* [TEXT EXCERPT]
What happened: Manitoba has opened public consultations on how the province should regulate the use of AI, with possible measures including age limits for access and stronger consent requirements for the private sector’s use of personal data.
Why it matters: The province is explicitly linking AI to concrete harms such as identity theft, deepfakes, biased decision-making and child-targeted manipulation — and treating privacy law reform as the practical lever to set enforceable guardrails.
Background: Manitoba says it will consult Indigenous governments, young people, educators, researchers, municipalities and civil servants as it considers updates to data privacy rules and clearer standards when AI systems influence or recommend decisions.
Manitobans asked for input on AI as province mulls possible age, data limits — CBC News
Singularity Soup Take: “Responsible AI” slogans don’t protect anyone on their own — the interesting part here is the province treating AI as a privacy-and-consent problem with real enforcement hooks, rather than another voluntary ethics framework that vendors can ignore.

* [YOUR TASKS]
a. From the Manitoba AI consultation text, write out the passage that begins at the words "Background: Manitoba says" and stops after the words "vendors can ignore.".
b. Add the next part of the Manitoba AI consultation text, picking up right after its final sentence.
None of the material has any bearing on this work.

[Collection entries]
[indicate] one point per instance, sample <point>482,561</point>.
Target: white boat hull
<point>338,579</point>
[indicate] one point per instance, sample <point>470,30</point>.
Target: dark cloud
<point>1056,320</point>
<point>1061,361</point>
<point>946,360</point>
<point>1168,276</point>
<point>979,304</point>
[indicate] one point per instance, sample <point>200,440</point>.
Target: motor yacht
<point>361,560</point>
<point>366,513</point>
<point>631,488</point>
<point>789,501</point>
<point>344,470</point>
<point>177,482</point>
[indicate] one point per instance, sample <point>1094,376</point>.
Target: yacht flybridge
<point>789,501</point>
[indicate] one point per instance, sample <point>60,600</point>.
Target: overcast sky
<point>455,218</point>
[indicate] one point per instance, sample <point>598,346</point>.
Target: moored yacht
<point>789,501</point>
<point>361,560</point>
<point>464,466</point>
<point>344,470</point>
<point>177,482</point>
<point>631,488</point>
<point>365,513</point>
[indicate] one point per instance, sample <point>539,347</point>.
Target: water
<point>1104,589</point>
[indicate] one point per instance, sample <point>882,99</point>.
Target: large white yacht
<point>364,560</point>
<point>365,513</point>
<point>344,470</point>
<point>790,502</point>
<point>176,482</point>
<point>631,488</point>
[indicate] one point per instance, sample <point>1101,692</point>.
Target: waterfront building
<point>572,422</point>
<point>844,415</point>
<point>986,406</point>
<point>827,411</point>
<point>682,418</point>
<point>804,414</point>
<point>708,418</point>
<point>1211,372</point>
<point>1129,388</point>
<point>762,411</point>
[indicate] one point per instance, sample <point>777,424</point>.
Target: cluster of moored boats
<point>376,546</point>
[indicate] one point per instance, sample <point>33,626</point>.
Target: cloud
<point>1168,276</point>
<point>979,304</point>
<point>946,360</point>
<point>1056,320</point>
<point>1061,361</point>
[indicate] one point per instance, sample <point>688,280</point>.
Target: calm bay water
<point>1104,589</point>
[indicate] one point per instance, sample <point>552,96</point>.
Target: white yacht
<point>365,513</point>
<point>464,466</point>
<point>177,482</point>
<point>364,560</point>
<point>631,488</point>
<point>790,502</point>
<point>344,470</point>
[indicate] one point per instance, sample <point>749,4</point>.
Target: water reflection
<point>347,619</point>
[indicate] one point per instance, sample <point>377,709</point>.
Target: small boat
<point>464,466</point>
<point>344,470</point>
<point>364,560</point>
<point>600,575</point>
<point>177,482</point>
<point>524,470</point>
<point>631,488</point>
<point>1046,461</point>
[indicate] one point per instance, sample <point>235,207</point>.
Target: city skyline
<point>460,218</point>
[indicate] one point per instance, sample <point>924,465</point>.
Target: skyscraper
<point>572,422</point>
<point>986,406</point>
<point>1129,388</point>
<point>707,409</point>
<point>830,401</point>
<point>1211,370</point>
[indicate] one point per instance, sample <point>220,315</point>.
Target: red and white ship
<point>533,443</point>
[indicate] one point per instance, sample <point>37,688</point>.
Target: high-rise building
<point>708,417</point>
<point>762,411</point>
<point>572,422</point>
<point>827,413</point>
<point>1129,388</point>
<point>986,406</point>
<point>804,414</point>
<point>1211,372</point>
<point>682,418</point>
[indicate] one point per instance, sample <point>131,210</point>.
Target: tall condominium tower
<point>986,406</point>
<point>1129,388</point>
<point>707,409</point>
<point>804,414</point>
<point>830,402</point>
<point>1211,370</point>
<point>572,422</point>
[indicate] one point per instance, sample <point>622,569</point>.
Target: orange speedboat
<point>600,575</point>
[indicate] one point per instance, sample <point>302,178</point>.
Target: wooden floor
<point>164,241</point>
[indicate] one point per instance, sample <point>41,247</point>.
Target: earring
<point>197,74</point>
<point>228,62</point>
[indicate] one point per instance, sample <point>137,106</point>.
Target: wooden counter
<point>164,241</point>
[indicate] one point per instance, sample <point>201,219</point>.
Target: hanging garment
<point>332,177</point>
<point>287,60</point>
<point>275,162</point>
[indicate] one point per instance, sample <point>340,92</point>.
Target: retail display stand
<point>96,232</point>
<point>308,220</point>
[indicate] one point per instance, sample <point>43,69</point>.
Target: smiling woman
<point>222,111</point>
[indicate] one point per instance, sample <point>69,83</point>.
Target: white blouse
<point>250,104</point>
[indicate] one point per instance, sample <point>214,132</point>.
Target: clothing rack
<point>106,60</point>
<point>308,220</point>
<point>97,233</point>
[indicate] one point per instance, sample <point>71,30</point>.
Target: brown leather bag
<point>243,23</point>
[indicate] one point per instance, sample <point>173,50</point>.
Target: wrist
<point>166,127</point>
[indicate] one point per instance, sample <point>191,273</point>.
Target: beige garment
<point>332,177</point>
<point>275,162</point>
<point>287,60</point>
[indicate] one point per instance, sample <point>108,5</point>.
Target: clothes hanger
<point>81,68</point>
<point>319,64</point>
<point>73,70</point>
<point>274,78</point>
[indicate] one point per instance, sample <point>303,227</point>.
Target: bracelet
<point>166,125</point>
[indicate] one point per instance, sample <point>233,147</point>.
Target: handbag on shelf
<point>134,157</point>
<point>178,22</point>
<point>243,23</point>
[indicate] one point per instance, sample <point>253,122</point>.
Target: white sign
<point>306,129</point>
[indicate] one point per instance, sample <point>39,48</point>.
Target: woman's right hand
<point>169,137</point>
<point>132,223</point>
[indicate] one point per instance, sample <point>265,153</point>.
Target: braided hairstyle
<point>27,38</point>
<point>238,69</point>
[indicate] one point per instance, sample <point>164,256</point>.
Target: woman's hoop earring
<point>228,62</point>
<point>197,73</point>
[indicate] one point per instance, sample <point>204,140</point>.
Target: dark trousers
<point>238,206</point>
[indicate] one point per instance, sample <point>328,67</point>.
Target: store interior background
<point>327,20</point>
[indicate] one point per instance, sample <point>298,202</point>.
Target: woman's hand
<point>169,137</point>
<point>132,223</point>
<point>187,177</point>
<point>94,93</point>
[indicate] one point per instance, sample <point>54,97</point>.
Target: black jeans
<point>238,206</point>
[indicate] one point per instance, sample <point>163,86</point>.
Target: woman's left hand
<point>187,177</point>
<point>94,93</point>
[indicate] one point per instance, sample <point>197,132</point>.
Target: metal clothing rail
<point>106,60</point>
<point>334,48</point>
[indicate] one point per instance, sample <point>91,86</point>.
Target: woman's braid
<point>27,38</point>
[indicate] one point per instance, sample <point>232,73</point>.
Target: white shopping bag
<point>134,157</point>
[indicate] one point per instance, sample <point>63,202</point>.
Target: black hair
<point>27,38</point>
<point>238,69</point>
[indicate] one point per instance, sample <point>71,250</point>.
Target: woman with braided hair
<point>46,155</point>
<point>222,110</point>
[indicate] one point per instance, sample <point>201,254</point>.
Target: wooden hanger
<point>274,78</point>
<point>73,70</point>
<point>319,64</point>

* [WRITTEN RESPONSES]
a.
Background: Manitoba says it will consult Indigenous governments, young people, educators, researchers, municipalities and civil servants as it considers updates to data privacy rules and clearer standards when AI systems influence or recommend decisions.
Manitobans asked for input on AI as province mulls possible age, data limits — CBC News
Singularity Soup Take: “Responsible AI” slogans don’t protect anyone on their own — the interesting part here is the province treating AI as a privacy-and-consent problem with real enforcement hooks, rather than another voluntary ethics framework that vendors can ignore.

b.
Key Takeaways:
- Consultation, not a bill yet: The province is collecting public input before deciding on specific rules, signalling that concrete policy options (like age-gating) are on the table but not yet drafted into legislation.
- Decision systems in scope: Manitoba says it wants clearer standards specifically for AI used to make, recommend, or influence decisions about people — a framing that targets real-world allocation and eligibility systems, not just chatbots.
- Child safety urgency: A child-protection legal counsel warned AI-generated child sexual abuse material could become a “rapidly escalating threat,” underscoring why governments are being pushed toward mandatory guardrails rather than industry self-policing.